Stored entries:
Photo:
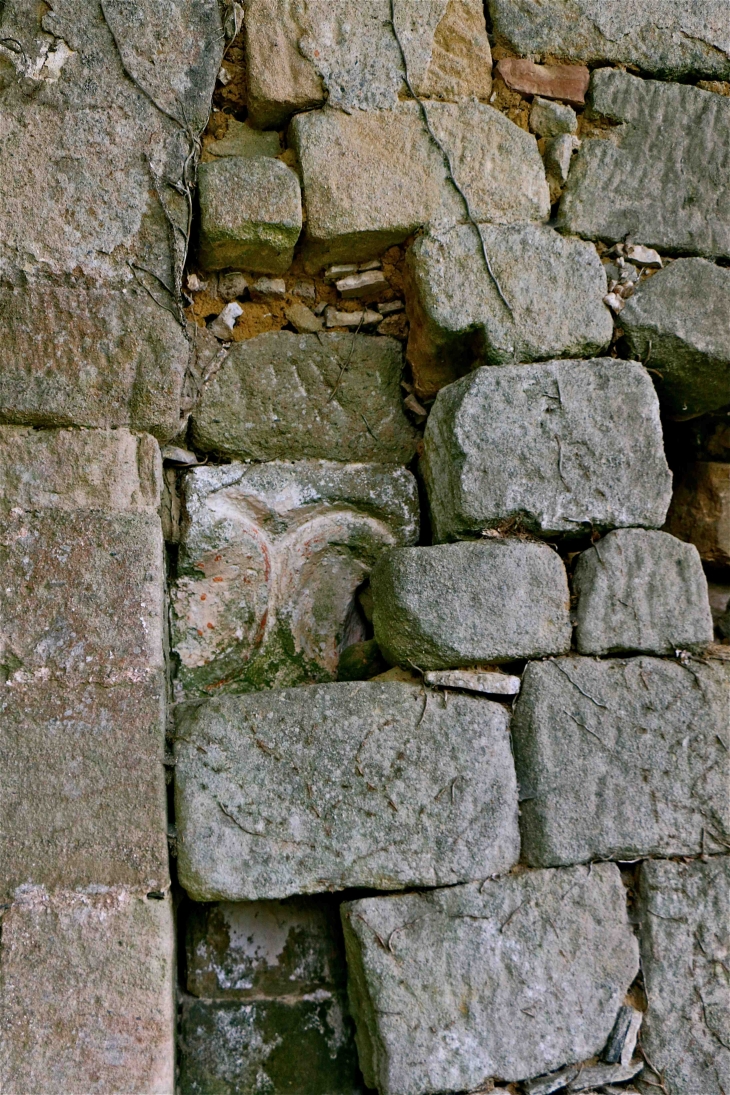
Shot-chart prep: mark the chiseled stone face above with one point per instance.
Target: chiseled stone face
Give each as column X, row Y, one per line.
column 377, row 784
column 271, row 557
column 508, row 978
column 622, row 758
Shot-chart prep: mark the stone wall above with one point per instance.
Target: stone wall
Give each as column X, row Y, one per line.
column 365, row 518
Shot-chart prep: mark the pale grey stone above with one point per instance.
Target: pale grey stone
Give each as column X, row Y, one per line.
column 685, row 940
column 543, row 958
column 641, row 591
column 270, row 561
column 298, row 396
column 468, row 603
column 337, row 785
column 667, row 37
column 679, row 322
column 563, row 446
column 622, row 759
column 554, row 287
column 662, row 185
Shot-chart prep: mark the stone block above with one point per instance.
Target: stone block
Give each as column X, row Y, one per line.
column 299, row 396
column 508, row 978
column 563, row 447
column 87, row 993
column 622, row 759
column 554, row 287
column 685, row 938
column 271, row 557
column 641, row 591
column 470, row 603
column 337, row 785
column 372, row 179
column 251, row 215
column 299, row 57
column 662, row 184
column 658, row 36
column 678, row 322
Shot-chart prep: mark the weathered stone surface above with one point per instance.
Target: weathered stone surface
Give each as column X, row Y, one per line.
column 270, row 561
column 660, row 176
column 680, row 321
column 542, row 958
column 644, row 591
column 87, row 996
column 554, row 286
column 299, row 56
column 622, row 759
column 287, row 396
column 700, row 510
column 563, row 446
column 338, row 785
column 685, row 940
column 251, row 214
column 461, row 604
column 668, row 37
column 372, row 179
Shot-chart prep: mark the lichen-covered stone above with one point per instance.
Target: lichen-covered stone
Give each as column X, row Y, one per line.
column 554, row 287
column 659, row 175
column 641, row 591
column 622, row 759
column 337, row 785
column 678, row 321
column 251, row 214
column 470, row 603
column 299, row 396
column 270, row 561
column 685, row 938
column 562, row 446
column 87, row 992
column 665, row 37
column 507, row 978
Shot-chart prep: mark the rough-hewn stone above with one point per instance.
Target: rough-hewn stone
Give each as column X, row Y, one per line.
column 641, row 590
column 622, row 759
column 270, row 561
column 659, row 177
column 337, row 785
column 563, row 446
column 665, row 37
column 251, row 214
column 87, row 998
column 685, row 940
column 298, row 396
column 509, row 978
column 468, row 603
column 554, row 287
column 678, row 321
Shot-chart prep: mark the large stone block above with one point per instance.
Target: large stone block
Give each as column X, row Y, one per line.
column 659, row 176
column 371, row 179
column 622, row 759
column 685, row 940
column 563, row 446
column 509, row 978
column 660, row 36
column 298, row 56
column 462, row 604
column 270, row 561
column 678, row 322
column 554, row 287
column 251, row 215
column 325, row 396
column 87, row 996
column 641, row 591
column 377, row 784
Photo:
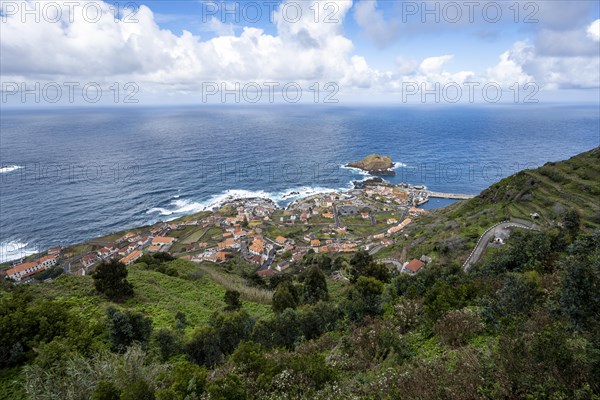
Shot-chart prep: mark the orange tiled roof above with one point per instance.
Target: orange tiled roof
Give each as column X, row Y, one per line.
column 21, row 267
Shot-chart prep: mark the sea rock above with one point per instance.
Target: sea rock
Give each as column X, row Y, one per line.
column 375, row 164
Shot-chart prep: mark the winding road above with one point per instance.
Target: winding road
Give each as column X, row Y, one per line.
column 487, row 236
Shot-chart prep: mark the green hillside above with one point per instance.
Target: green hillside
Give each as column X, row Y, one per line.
column 550, row 191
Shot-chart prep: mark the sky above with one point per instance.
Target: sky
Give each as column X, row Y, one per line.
column 328, row 51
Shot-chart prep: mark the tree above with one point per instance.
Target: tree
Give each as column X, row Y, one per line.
column 580, row 297
column 106, row 390
column 364, row 299
column 363, row 265
column 180, row 320
column 125, row 328
column 167, row 343
column 285, row 296
column 571, row 221
column 315, row 286
column 110, row 279
column 138, row 390
column 286, row 329
column 232, row 299
column 204, row 347
column 231, row 328
column 359, row 263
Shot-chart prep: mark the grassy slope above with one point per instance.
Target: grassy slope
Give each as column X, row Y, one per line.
column 158, row 295
column 573, row 183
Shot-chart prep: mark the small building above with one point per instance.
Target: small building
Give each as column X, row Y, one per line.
column 54, row 251
column 162, row 241
column 89, row 259
column 426, row 259
column 221, row 256
column 154, row 248
column 413, row 266
column 47, row 261
column 282, row 266
column 24, row 270
column 132, row 257
column 104, row 252
column 347, row 210
column 265, row 273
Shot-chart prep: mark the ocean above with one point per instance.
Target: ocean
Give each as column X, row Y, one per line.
column 72, row 174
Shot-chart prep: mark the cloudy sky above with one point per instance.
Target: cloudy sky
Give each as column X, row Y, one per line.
column 372, row 51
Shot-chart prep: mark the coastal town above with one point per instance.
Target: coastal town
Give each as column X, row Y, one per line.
column 369, row 217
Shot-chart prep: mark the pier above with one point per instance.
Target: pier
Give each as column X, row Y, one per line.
column 456, row 196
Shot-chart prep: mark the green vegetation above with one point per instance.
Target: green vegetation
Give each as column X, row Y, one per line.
column 523, row 323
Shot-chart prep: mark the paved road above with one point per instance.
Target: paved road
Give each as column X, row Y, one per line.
column 336, row 216
column 396, row 263
column 484, row 240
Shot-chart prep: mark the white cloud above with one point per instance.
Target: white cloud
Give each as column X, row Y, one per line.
column 522, row 63
column 106, row 50
column 220, row 28
column 372, row 21
column 593, row 31
column 509, row 70
column 303, row 51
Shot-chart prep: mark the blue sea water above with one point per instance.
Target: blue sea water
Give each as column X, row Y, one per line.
column 72, row 174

Activity: Your answer should be the lines above, from the line containing "Shot-chart prep: mark the pale" up to and including the line containing "Target: stone block", reproduced exactly and with nothing else.

Response to this exercise:
Shot-chart prep: mark the pale grey stone above with one point per instance.
Target: pale grey stone
Give each as column X, row Y, one per line.
column 685, row 940
column 543, row 958
column 641, row 591
column 270, row 561
column 298, row 396
column 468, row 603
column 337, row 785
column 667, row 37
column 679, row 322
column 563, row 446
column 622, row 759
column 554, row 287
column 662, row 185
Shot-chart prep: mark the stone block above with one point per instance.
Target: stone block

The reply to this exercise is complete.